Directions
How many lines of the records contain the word "noun"? Case counts. Give only the number.

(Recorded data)
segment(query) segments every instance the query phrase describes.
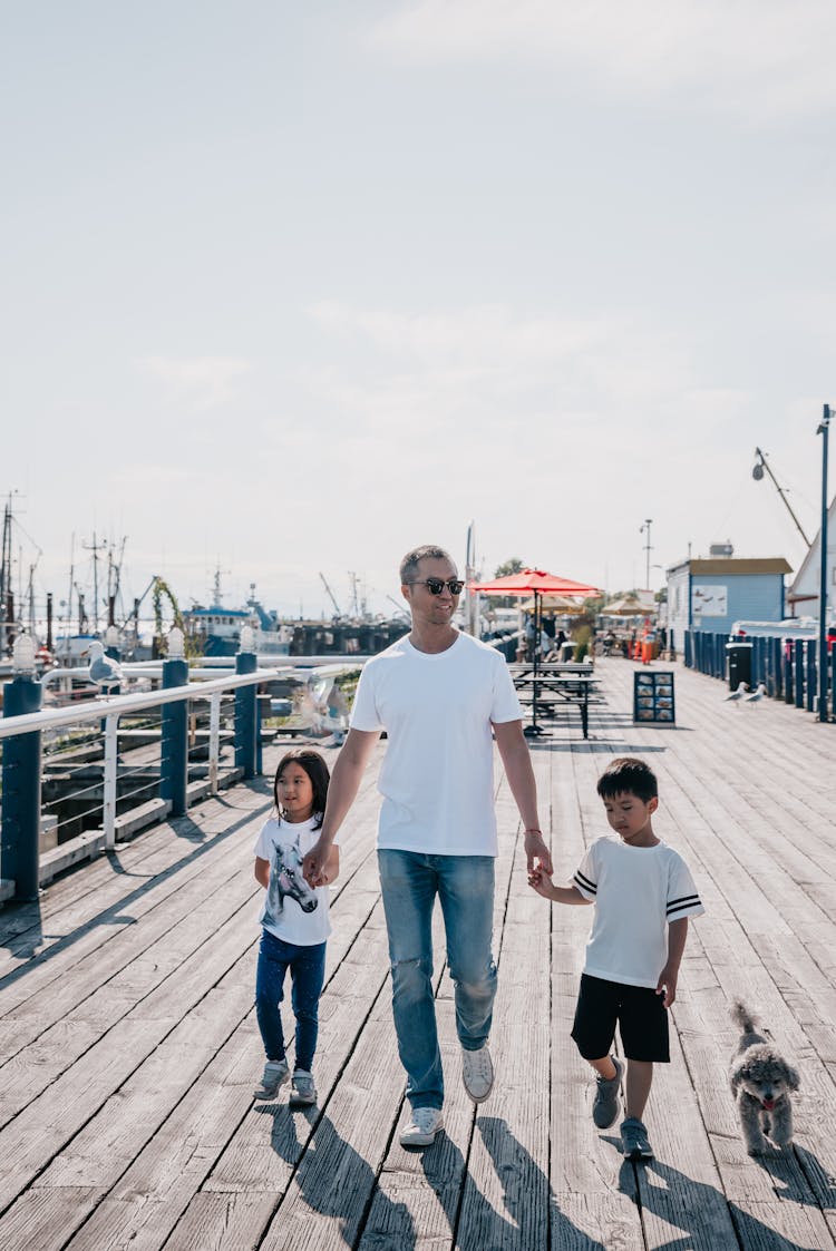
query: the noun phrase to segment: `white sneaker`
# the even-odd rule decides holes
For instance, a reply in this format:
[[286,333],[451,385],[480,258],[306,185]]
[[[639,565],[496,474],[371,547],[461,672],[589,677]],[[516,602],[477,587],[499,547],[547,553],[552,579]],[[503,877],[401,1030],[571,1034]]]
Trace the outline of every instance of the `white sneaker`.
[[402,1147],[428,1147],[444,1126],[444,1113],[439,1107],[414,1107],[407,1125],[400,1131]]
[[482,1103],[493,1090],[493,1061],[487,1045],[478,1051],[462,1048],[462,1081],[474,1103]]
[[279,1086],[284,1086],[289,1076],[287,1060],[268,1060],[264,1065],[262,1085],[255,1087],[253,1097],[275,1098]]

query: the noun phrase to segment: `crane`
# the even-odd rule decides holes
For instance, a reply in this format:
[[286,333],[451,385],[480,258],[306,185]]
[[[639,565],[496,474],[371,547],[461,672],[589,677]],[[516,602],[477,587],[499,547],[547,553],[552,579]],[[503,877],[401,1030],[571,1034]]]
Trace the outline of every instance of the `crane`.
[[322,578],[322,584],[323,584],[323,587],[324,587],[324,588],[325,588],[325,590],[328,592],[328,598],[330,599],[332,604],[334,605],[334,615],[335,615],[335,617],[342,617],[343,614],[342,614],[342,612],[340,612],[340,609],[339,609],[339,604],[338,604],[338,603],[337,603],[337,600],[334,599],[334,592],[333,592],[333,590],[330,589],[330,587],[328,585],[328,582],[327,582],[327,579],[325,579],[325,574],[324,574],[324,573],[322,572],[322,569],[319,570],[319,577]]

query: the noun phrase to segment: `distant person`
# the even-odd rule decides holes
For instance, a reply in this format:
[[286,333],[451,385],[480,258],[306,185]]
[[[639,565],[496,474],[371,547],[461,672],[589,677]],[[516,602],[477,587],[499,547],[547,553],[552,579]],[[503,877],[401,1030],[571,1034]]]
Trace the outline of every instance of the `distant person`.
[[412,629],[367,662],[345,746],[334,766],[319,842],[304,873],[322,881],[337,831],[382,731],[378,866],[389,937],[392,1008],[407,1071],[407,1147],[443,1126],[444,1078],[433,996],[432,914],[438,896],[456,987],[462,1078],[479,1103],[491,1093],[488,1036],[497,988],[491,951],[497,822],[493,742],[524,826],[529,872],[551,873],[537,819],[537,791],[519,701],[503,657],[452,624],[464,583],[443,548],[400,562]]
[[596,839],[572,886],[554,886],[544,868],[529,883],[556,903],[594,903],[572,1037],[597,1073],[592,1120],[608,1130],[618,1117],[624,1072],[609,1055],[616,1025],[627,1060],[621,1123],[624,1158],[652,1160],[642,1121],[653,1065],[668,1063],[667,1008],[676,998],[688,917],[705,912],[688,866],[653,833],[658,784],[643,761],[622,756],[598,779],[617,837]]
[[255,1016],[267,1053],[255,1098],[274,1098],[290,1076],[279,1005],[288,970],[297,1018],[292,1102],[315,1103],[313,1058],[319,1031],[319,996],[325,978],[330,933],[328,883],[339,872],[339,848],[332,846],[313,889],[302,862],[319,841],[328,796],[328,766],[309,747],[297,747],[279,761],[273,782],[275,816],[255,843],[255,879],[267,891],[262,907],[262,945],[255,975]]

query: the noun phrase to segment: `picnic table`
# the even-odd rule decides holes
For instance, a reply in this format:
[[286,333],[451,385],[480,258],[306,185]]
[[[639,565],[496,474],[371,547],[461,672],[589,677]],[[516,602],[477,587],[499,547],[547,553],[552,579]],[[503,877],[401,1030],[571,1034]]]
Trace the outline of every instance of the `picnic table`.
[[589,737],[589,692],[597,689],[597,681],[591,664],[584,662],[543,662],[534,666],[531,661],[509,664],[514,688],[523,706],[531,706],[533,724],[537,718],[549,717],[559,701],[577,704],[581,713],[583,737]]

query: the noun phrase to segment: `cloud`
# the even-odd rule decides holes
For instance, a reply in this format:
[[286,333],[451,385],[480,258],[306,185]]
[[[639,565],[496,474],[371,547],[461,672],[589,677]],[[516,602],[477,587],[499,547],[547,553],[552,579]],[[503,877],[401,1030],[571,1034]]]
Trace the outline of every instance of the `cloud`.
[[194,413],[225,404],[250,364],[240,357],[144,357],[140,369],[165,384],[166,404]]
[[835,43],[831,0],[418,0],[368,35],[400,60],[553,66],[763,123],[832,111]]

Worked solution
5